WHAT IS BEING ASKED: Copy the items word for word, from their first line through the line that contains "box: [371, 72, 444, 172]", including both ends.

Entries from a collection
● ● ●

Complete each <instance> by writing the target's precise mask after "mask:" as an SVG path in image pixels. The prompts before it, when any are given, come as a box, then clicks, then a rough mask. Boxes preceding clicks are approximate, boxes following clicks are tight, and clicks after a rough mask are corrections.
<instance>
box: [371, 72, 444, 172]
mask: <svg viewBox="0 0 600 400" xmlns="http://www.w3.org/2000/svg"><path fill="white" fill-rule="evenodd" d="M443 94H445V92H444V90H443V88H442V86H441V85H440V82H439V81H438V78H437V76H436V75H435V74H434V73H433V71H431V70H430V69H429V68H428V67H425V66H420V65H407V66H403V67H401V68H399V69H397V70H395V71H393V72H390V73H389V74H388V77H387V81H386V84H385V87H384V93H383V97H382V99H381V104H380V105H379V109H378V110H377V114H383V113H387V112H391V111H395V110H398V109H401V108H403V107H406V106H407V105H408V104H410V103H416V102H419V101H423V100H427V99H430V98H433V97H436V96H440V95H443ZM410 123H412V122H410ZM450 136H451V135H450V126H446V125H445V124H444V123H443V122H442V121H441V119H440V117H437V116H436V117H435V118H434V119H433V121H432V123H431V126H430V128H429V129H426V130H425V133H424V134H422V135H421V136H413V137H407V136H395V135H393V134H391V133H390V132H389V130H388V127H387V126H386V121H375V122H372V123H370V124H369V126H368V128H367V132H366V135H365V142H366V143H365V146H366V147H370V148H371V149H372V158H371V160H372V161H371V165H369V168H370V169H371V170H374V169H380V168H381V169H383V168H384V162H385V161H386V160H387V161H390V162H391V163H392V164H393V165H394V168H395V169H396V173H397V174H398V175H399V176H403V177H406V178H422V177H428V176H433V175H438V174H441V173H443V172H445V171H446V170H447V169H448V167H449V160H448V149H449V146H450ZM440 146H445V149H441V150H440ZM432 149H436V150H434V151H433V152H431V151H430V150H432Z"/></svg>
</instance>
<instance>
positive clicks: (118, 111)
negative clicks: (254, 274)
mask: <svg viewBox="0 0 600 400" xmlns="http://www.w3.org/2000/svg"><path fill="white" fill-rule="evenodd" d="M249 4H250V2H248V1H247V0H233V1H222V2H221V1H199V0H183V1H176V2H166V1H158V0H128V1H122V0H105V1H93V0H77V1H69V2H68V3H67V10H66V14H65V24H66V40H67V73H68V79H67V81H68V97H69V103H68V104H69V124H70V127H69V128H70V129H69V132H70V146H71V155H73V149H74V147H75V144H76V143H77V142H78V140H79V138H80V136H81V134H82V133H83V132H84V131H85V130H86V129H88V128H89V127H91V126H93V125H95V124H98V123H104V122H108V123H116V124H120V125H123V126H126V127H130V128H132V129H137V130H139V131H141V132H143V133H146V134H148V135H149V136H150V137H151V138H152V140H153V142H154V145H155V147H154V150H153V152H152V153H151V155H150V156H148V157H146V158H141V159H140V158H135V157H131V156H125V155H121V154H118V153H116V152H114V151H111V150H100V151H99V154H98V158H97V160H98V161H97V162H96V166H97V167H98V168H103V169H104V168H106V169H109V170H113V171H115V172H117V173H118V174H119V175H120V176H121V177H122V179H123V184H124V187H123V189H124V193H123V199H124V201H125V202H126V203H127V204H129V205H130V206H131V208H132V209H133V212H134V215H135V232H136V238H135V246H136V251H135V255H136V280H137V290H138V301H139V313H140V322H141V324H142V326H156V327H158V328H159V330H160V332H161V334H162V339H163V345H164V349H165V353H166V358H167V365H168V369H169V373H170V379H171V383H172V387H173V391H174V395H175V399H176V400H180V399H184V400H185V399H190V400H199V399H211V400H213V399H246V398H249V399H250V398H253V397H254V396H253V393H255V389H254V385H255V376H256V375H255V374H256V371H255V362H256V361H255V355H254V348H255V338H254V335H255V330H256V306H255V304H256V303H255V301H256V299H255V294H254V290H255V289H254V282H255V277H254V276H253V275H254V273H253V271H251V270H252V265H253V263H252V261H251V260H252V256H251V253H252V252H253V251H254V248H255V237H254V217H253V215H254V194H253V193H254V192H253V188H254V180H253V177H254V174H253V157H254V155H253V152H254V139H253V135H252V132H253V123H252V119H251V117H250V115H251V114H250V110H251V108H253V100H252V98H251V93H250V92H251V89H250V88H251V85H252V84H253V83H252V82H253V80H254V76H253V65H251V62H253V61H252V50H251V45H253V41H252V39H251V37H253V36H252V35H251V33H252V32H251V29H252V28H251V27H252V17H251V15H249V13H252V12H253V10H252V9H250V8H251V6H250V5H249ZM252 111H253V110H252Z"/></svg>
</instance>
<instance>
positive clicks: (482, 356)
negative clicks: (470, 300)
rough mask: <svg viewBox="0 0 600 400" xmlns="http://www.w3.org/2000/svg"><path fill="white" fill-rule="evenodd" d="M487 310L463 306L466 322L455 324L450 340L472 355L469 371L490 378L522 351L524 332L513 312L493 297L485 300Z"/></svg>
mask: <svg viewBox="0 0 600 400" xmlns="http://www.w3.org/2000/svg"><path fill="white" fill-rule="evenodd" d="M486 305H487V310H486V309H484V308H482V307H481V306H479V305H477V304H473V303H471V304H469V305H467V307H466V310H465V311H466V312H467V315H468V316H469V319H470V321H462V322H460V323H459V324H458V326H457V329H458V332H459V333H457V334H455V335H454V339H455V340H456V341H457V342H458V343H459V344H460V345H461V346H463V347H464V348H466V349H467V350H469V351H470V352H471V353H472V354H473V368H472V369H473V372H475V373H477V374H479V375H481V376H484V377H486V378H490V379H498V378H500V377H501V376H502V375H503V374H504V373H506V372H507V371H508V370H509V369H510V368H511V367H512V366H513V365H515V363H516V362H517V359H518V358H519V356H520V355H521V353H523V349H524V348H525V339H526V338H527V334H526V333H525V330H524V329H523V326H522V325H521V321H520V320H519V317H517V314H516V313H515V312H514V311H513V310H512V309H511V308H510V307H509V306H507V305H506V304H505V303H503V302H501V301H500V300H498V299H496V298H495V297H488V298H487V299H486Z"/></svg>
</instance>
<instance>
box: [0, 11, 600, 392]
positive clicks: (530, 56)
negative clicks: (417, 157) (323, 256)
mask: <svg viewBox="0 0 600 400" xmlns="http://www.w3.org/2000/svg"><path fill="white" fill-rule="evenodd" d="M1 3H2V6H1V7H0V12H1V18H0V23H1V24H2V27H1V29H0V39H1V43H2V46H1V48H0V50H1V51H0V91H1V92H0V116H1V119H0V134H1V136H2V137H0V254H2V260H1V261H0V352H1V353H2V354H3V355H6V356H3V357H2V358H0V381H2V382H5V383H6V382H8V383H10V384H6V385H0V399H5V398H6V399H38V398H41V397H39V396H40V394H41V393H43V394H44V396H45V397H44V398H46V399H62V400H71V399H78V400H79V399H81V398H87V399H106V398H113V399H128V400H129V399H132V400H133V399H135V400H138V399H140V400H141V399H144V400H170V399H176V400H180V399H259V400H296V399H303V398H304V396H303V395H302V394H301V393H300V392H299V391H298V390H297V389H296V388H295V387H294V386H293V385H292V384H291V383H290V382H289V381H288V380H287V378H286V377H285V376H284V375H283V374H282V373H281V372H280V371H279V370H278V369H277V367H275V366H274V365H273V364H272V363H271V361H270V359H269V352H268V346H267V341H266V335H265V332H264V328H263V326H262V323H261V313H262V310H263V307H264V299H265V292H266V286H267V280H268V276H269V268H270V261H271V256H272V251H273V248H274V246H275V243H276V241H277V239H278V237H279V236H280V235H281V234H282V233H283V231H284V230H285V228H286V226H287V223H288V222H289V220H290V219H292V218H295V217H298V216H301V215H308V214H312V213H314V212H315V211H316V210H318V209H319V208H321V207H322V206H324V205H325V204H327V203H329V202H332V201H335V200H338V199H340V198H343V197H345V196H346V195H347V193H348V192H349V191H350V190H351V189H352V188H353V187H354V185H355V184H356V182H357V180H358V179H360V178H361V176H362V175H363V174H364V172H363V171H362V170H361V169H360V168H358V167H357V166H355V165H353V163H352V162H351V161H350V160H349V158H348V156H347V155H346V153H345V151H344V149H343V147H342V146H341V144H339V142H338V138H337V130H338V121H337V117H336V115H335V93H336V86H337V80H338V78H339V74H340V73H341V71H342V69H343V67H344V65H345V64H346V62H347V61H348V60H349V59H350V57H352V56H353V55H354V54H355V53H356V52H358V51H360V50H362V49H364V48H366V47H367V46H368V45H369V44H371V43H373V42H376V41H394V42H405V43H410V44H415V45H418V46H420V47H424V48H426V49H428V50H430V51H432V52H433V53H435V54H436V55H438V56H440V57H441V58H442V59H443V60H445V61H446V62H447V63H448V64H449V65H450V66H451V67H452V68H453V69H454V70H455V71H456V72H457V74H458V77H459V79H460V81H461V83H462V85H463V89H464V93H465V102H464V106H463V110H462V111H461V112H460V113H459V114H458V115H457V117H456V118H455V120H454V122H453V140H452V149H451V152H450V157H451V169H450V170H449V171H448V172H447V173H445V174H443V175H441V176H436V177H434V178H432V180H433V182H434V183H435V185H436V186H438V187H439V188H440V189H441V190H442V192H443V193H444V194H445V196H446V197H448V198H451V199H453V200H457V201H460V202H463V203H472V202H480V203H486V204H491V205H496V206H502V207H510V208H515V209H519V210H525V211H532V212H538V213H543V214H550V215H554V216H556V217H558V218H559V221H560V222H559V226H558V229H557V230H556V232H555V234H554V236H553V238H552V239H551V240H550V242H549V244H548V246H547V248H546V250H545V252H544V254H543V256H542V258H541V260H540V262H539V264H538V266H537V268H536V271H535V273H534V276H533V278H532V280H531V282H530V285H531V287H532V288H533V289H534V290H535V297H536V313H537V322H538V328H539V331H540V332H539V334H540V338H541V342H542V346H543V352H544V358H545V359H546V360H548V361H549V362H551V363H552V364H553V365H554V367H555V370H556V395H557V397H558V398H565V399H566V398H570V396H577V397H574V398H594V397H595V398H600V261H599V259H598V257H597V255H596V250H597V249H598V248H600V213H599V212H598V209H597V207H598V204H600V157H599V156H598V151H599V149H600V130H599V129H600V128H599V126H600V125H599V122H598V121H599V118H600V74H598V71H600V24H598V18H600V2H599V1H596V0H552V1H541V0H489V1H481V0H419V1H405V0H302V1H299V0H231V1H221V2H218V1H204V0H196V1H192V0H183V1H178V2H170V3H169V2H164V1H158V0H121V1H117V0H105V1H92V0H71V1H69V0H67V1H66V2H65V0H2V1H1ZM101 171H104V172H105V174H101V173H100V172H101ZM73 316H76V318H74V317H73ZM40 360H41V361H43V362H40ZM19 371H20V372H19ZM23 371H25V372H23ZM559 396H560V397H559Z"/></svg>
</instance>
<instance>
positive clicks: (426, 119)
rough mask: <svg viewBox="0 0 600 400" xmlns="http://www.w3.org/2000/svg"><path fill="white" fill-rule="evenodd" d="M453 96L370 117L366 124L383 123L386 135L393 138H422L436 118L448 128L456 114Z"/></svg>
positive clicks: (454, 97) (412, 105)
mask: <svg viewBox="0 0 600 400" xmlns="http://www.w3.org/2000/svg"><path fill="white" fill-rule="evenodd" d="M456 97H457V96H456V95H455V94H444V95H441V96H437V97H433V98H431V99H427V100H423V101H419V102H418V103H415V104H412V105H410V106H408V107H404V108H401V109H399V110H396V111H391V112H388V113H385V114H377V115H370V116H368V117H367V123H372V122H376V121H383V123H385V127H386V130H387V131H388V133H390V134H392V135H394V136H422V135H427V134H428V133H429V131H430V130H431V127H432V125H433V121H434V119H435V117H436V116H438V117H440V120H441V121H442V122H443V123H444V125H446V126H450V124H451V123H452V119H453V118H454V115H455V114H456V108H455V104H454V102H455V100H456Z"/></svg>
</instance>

● ● ●

SOLUTION:
Complete each <instance> by writing the target's precise mask after "mask:" as an SVG path in image pixels. The prompts before it, when any are given, come as a box, then clicks, then a rough mask. Boxes preceding clicks are approximate, boxes following clicks are tight, and clicks after a rough mask are corrections.
<instance>
box: [371, 72, 444, 172]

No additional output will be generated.